SELECTED EXCERPT.

┄┄┄┄┄┄┄┄┄┄┄┄┄┄┄┄┄┄┄┄

Combat avec l'image

Year: 1941

Author: Jean Giraudoux (1882 - 1944)

Artist: Tsuguharu Foujita (1886 - 1968)

Publisher: Éditions Émile-Paul frères

Combat avec l'image, title page

The history of Combat avec l'image by Jean Giraudoux is bound together with World War II. In these years, the author/diplomat/civil servant was swung back and forth between diverse political views. Due to his having studied German, he felt a deep bond with Germany, even referring to himself as a French-German citizen. As soon as Vichy had become a fact, he resigned from the Ministry of Information. But he continued to hesitate between resistance from inside or outside of France.

Meanwhile he travelled back and forth between Paris, the provinces and even Portugal in search of his son Jean-Pierre (who escaped to London via Portugal and who enlisted with De Gaulle) and his mistress Isabelle. When in Paris, he resided in a hotel, allegedly due to the cold in his home, but actually in order to avoid his wife Suzanne. Somewhere on the way he wrote Combat avec l'image, with Isabelle's portrait on his writing desk, drawn by Foujita. According to the colophon, this edition was printed on All Saints' Day 1941 (1 November). With his typical sense of irony and spleen, Giraudoux argued in this book that French civilization was coming to an end. He died before Paris was liberated, without having seen his son again.

Reading committee

Giraudoux had been in close contact with publisher Éditions Émile-Paul frères for a long time. Beside Grasset, this was his main publisher. Robert Émile-Paul could also have become the publisher of his son Jean-Pierre when he wrote a novel at the age of ten. Just as he had always seen his father do (as Martin du Gard later recalled), he delivered the manuscript to the publisher, who told him with a stern expression that the reading committee would pass judgment on it. This did take some time, but the young author received no word and grew worried. 'What is a reading committee actually?' he asked Giraudoux. 'A man with good taste', his father told him. His mother inquired about the fate of his manuscript, and was then of course forced to tell him that it had been rejected. 'You see: one must never ask a man of good taste anything', the child exclaimed. His father contentedly took note of the fact that he threw himself to the floor in misery, as is fitting for a true novelist.

The brief meditation Combat avec l'image is set in the hotel room where Giraudoux resided after the war erupted and the French government surrendered. He describes in the opening paragraphs that he had received this sketch by Foujita as a gift, and how it changed his simple study: 'When I turn on the light, I place something in the spotlight. When I leave the room, I place something in darkness.' That something is the loose sketch, which will tolerate no frame, just as it has no wings on which it might take off. The portrait of the sleeping woman is there when he eats and when he writes. She represents normal daily existence, which he had left behind at the start of the war: his house, the furniture, the smells. This essay belongs to the genre of art about art. There are many poems about paintings in museums, and there are also many books about privately owned works of art: one of the best known is probably Mario Praz's walk through his own house (La casa della vita).

┄┄┄┄┄┄┄┄┄┄┄┄┄┄┄┄┄┄┄┄

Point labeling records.
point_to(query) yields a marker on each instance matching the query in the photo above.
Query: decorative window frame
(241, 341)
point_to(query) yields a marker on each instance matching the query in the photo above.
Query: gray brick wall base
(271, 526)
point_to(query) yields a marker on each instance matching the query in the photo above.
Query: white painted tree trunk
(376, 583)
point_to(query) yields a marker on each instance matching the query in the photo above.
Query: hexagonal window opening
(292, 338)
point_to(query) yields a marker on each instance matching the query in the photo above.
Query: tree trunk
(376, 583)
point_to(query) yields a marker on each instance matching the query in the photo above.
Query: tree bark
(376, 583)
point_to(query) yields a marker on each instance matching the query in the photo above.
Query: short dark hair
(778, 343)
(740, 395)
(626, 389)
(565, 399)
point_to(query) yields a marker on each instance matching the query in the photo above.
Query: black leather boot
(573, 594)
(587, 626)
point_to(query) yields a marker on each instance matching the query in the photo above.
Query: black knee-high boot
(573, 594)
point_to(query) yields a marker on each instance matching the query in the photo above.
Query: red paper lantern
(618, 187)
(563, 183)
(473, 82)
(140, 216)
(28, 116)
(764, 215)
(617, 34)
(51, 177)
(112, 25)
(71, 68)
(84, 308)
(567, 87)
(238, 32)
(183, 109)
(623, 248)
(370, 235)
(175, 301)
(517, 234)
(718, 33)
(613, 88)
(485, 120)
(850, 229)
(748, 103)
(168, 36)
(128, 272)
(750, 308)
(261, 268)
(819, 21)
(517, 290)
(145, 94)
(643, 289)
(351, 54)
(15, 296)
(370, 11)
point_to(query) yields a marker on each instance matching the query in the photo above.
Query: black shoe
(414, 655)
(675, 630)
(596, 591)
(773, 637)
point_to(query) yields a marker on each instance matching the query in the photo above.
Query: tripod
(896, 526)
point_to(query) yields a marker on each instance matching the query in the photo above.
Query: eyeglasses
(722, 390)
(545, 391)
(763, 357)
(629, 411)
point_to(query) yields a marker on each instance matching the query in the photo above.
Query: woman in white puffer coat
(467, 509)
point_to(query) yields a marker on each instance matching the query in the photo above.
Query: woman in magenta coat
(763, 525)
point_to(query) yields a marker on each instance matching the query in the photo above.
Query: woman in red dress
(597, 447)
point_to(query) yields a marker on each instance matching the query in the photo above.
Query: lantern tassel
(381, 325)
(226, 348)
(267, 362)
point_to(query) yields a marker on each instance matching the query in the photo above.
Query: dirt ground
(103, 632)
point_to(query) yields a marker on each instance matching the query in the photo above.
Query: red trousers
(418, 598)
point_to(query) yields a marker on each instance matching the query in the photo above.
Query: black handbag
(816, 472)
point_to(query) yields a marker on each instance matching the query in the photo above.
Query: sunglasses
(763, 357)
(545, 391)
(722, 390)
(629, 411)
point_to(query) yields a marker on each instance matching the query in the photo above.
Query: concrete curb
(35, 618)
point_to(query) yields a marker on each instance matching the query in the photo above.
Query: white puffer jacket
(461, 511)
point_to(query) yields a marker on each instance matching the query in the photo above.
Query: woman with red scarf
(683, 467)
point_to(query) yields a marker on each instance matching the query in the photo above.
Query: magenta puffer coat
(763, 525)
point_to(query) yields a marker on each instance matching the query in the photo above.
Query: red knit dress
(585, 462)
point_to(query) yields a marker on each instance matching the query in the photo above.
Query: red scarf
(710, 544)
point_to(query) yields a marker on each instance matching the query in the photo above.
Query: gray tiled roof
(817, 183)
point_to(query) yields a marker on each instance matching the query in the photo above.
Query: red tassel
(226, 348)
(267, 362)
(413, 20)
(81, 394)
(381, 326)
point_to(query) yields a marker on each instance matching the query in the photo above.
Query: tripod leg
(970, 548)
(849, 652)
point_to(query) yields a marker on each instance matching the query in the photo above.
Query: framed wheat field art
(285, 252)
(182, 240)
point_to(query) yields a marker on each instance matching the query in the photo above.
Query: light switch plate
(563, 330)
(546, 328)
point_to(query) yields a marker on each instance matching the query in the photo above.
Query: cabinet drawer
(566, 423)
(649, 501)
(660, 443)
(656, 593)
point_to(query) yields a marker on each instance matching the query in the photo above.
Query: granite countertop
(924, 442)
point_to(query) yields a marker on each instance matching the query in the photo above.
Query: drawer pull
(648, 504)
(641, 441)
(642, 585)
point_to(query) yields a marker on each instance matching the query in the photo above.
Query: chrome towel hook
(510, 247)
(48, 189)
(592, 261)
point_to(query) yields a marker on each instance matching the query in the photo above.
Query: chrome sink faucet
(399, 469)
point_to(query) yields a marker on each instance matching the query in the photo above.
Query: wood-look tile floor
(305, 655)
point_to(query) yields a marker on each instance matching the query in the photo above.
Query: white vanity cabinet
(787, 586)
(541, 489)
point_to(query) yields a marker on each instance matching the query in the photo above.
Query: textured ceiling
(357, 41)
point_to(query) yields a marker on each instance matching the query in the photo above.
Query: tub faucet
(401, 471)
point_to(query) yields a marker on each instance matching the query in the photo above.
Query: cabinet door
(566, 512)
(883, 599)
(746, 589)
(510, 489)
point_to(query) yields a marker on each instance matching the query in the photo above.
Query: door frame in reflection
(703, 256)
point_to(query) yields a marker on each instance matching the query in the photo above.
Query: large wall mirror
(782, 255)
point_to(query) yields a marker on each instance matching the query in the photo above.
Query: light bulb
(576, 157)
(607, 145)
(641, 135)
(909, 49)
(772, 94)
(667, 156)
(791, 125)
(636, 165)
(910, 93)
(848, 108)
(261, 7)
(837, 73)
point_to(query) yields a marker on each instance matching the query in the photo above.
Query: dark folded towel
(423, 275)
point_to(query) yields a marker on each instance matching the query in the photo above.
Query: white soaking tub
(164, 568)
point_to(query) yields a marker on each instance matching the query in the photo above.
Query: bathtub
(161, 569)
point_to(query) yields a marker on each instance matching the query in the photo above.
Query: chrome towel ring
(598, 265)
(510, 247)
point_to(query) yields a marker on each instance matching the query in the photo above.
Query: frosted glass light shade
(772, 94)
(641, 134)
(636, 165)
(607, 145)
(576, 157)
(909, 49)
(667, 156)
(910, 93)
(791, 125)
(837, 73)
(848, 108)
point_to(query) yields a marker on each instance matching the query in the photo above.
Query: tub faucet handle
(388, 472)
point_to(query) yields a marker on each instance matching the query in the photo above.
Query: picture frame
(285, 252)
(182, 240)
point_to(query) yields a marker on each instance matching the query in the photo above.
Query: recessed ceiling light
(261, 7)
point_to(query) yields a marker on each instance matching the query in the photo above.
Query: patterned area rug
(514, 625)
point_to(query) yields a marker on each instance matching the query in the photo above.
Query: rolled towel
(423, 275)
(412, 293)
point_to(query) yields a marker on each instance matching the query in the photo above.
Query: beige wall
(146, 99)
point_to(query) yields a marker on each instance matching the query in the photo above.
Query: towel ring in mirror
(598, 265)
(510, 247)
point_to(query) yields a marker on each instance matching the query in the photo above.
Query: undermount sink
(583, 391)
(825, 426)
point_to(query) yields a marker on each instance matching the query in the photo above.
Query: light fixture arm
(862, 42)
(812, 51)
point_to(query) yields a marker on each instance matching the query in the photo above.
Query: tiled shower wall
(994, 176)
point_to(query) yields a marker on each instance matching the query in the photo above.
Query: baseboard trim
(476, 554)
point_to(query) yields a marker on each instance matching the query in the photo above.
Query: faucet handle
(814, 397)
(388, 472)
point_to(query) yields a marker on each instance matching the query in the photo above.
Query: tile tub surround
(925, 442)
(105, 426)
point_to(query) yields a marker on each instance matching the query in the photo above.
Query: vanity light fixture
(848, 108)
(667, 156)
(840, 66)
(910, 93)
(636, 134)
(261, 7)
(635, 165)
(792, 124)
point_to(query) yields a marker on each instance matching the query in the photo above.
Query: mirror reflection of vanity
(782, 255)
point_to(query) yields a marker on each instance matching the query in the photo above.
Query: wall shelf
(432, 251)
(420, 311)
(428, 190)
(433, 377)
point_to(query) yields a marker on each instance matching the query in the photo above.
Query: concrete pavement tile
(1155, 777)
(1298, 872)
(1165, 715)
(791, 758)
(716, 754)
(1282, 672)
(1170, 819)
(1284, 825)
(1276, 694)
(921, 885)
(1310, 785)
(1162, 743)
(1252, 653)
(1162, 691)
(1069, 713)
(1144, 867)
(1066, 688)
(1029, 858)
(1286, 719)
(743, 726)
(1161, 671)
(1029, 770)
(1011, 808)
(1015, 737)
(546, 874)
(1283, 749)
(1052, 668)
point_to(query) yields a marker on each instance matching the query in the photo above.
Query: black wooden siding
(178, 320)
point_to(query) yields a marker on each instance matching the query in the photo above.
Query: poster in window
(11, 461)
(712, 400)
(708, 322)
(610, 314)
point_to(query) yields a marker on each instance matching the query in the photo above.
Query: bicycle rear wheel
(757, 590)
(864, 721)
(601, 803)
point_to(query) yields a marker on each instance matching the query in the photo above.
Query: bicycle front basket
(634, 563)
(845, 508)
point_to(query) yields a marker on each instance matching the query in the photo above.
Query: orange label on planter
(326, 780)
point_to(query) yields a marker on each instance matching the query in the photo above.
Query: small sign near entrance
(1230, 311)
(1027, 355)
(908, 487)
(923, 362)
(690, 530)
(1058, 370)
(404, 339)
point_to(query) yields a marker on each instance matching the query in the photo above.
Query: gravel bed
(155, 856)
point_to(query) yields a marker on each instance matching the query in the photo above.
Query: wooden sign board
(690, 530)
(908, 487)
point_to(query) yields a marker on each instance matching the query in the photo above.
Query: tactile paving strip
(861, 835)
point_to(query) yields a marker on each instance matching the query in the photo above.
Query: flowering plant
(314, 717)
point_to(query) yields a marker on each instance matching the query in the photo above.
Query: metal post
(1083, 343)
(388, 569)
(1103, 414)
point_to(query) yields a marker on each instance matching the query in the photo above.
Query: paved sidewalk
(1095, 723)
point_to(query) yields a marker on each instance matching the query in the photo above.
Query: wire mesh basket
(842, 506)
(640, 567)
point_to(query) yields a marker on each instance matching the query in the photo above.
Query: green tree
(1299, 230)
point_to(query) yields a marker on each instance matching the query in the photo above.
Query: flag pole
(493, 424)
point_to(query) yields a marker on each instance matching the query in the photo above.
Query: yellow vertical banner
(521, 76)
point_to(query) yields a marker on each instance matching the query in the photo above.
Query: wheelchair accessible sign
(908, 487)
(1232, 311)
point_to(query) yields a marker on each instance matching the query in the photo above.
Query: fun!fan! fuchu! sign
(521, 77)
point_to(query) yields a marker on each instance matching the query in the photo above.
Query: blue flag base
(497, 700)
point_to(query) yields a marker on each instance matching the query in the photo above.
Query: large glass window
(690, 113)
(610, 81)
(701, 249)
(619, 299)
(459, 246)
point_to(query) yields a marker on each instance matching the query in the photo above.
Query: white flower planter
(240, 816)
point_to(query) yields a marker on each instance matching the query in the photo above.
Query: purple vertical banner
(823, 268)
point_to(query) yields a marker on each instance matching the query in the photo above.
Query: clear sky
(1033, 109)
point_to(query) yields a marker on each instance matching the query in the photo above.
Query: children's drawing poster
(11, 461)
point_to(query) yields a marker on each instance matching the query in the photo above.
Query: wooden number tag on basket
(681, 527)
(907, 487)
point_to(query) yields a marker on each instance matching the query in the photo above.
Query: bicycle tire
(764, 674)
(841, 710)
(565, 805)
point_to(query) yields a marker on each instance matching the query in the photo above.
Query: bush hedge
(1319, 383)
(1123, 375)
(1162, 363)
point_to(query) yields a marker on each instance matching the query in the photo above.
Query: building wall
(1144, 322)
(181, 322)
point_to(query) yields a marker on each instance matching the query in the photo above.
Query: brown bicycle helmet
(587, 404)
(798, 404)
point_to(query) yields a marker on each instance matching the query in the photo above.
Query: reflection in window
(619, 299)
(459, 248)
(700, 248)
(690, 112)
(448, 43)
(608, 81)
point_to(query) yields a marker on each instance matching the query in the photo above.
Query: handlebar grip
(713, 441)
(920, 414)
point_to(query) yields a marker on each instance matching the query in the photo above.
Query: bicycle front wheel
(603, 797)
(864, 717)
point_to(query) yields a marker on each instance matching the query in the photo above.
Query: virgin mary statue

┄┄┄┄┄┄┄┄┄┄┄┄┄┄┄┄┄┄┄┄

EXERCISE SET.
1. Could you reproduce the passage from the piece on Combat avec l'image, starting with "Combat avec l'image, title" and going on through "outside of France."?
2. Which lines of the records contain the string "cabinet"? Pick out and copy each of them.

OUTPUTS FOR THE TASKS.
1.
Combat avec l'image, title page

The history of Combat avec l'image by Jean Giraudoux is bound together with World War II. In these years, the author/diplomat/civil servant was swung back and forth between diverse political views. Due to his having studied German, he felt a deep bond with Germany, even referring to himself as a French-German citizen. As soon as Vichy had become a fact, he resigned from the Ministry of Information. But he continued to hesitate between resistance from inside or outside of France.

2.
Query: cabinet drawer
Query: white vanity cabinet
Query: cabinet door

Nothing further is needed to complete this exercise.